— Excerpt provided —
Season In Review: Brett Gardner
The New York Yankees are all about power, hence the nickname “The Bronx Bombers.” They did have some speed in the past with Ricky Henderson & Alfonso Soriano but the Yankees weren’t sure what they were going to receive from 5’10, South Carolina native Brett Gardner. They signed him in 2005 and he made his debut on June 30, 2008 against the Texas Rangers. The Yankees knew that he was fast but they also knew that he was a singles hitter so he wouldn’t have much power, but in 2011 Brett Gardner made doubters into believers as he rose to the top with his defense and speed.

— Activity —
Reproduce the Brett Gardner season review word for word, from its title to its final sentence. The items are separate material, unrelated to the Brett Gardner season review.

— Supplied information —
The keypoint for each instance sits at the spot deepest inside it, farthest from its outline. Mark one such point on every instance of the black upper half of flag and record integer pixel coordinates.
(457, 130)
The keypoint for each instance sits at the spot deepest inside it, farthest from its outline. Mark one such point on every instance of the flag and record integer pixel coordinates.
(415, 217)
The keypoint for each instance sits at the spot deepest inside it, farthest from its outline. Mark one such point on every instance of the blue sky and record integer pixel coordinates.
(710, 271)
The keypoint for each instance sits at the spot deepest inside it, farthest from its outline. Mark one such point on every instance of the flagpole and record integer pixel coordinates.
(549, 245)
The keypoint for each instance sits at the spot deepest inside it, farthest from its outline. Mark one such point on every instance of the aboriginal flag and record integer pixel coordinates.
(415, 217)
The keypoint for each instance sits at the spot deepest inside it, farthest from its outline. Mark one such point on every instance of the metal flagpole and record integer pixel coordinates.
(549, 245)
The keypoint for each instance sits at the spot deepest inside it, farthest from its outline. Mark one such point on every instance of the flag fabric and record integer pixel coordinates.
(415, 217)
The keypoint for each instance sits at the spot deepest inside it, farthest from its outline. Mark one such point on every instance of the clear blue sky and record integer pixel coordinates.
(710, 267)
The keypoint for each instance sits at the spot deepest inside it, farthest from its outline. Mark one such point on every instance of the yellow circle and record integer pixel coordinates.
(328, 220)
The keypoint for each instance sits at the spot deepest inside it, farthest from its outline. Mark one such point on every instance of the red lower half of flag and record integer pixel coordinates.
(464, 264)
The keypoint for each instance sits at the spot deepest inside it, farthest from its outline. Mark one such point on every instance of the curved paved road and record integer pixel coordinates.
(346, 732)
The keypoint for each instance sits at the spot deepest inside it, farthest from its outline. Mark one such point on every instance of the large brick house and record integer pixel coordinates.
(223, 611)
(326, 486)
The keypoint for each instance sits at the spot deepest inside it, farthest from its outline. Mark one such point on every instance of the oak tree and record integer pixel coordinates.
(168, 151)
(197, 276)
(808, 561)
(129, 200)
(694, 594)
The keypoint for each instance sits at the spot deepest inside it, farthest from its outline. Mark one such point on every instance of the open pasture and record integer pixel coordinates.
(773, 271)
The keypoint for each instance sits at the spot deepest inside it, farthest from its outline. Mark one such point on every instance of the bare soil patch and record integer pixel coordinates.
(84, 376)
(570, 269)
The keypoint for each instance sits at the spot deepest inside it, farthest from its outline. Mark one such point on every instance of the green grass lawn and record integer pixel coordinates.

— Result of this task —
Season In Review: Brett Gardner
The New York Yankees are all about power, hence the nickname “The Bronx Bombers.” They did have some speed in the past with Ricky Henderson & Alfonso Soriano but the Yankees weren’t sure what they were going to receive from 5’10, South Carolina native Brett Gardner. They signed him in 2005 and he made his debut on June 30, 2008 against the Texas Rangers. The Yankees knew that he was fast but they also knew that he was a singles hitter so he wouldn’t have much power, but in 2011 Brett Gardner made doubters into believers as he rose to the top with his defense and speed.